_Conjunto de tarefas_
1 – Responda a estas perguntas sobre o excerto acerca das listas de utentes dos médicos de família:
(a) Em que data foi decretado expurgar automaticamente as listas de utentes?
(b) Que entidade fez a «Explicação do Acordo e das medidas nele inseridas»?
(c) Que percentagem média de utentes «adormecidos» pode vir a ser ativada automaticamente?
2 – Extraia do excerto acerca das listas de utentes dos médicos de família o trecho que vai desde "Num dia-a-dia atarefado, em" até "de inferior qualidade.", incluindo estas palavras.

_Excerto do documento_
####################

Num dia-a-dia atarefado, em que lutamos para manter acessibilidade e a qualidade das consultas, para além do cumprimento dos indicadores contratualizados, o atendimento de tamanha quantidade de utentes, sem que se materialize ou preveja o reforço do apoio de outros profissionais de saúde a breve prazo (como secretários clínicos dando apoio efectivo à actividade do médico, psicólogos, nutricionistas, podólogos, enfermeiros diferenciados em determinadas áreas de intervenção prioritária com real partilha das actividades da consulta, etc.) pode transformar-se numa tarefa simultaneamente hercúlea e frustrante, pois ao acréscimo de esforço pode juntar-se uma sensação de trabalho menos conseguido e de inferior qualidade.

Para agravar esta situação, acresce que, a 24 de Outubro de 2012, foi decretado expurgar automaticamente as listas de utentes, até aqui com percentagens variáveis de doentes inactivos, em listas com taxas de 100% de utilização a 3 anos.2 Esta condicionante parece vir contrariar a «Explicação do Acordo e das medidas nele inseridas»,3 efectuada pela Federação Nacional dos Médicos (FNAM), que explicita que «as listas de utentes serão objecto de uma metodologia clara de actualização com a participação dos médicos de família e sem a existência de supostos utentes adormecidos como subterfúgio para aumentar indiscriminadamente o seu número global».3 Podemos calcular que o aumento das listas para 1.900 utentes por médico de família se vai traduzir num aumento de cerca de mais 800 utentes activos, para listas médias de 1550 tendo em conta a possibilidade de activação automática de uma média de cerca de 30% de utentes «adormecidos».

####################

_Itens extraídos_
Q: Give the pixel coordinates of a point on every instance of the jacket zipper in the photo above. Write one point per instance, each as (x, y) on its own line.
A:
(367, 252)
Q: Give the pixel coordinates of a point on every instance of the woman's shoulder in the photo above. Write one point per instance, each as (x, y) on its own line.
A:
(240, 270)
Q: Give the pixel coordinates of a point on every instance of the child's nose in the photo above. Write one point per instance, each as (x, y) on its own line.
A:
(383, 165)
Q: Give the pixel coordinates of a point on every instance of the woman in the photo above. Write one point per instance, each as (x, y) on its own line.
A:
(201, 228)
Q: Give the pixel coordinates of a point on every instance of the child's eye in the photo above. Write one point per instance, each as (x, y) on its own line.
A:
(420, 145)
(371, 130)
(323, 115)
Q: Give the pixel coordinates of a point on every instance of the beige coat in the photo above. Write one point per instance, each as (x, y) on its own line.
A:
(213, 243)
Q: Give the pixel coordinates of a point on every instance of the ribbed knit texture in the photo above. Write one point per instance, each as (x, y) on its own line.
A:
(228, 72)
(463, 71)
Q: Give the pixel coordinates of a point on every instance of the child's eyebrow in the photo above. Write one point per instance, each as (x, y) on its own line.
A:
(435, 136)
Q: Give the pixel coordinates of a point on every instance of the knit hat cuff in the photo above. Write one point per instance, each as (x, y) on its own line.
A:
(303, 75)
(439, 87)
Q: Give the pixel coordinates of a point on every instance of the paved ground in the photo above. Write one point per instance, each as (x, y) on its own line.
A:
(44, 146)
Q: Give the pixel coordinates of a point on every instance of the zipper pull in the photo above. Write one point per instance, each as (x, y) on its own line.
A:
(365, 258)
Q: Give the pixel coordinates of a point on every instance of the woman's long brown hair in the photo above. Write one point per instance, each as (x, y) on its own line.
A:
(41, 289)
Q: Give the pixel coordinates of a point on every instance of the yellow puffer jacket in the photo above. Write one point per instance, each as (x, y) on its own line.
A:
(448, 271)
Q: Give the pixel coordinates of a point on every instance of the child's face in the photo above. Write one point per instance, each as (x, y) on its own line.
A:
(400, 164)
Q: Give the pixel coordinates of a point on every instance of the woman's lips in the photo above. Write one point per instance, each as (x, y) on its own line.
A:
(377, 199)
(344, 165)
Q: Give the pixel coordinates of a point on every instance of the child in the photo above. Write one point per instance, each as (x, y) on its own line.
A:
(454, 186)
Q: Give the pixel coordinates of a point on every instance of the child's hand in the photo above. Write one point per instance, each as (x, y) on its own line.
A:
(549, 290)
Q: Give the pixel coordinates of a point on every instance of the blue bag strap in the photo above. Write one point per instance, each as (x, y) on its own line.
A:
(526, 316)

####################

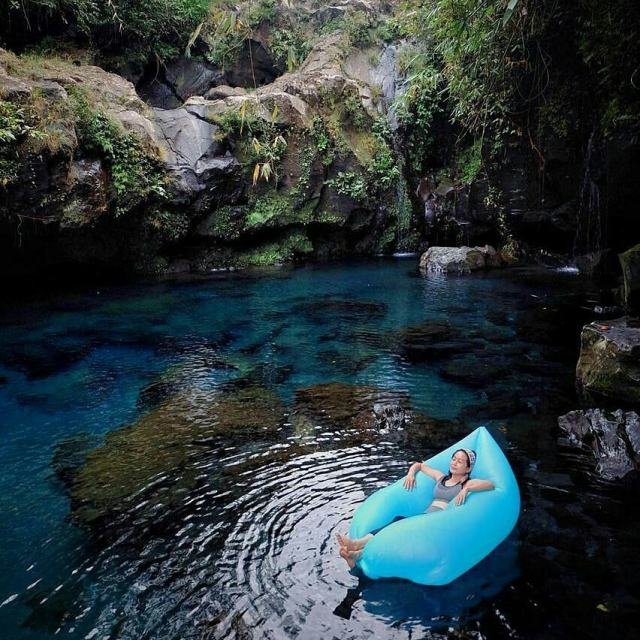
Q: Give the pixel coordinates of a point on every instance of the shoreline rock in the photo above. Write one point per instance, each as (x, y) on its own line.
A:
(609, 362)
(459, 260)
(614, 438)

####################

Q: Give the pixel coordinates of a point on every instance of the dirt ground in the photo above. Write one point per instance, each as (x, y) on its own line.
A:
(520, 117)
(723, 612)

####################

_Respostas do exercício_
1 –
(a) A 24 de Outubro de 2012.
(b) A Federação Nacional dos Médicos (FNAM).
(c) Cerca de 30%.

2 –
Num dia-a-dia atarefado, em que lutamos para manter acessibilidade e a qualidade das consultas, para além do cumprimento dos indicadores contratualizados, o atendimento de tamanha quantidade de utentes, sem que se materialize ou preveja o reforço do apoio de outros profissionais de saúde a breve prazo (como secretários clínicos dando apoio efectivo à actividade do médico, psicólogos, nutricionistas, podólogos, enfermeiros diferenciados em determinadas áreas de intervenção prioritária com real partilha das actividades da consulta, etc.) pode transformar-se numa tarefa simultaneamente hercúlea e frustrante, pois ao acréscimo de esforço pode juntar-se uma sensação de trabalho menos conseguido e de inferior qualidade.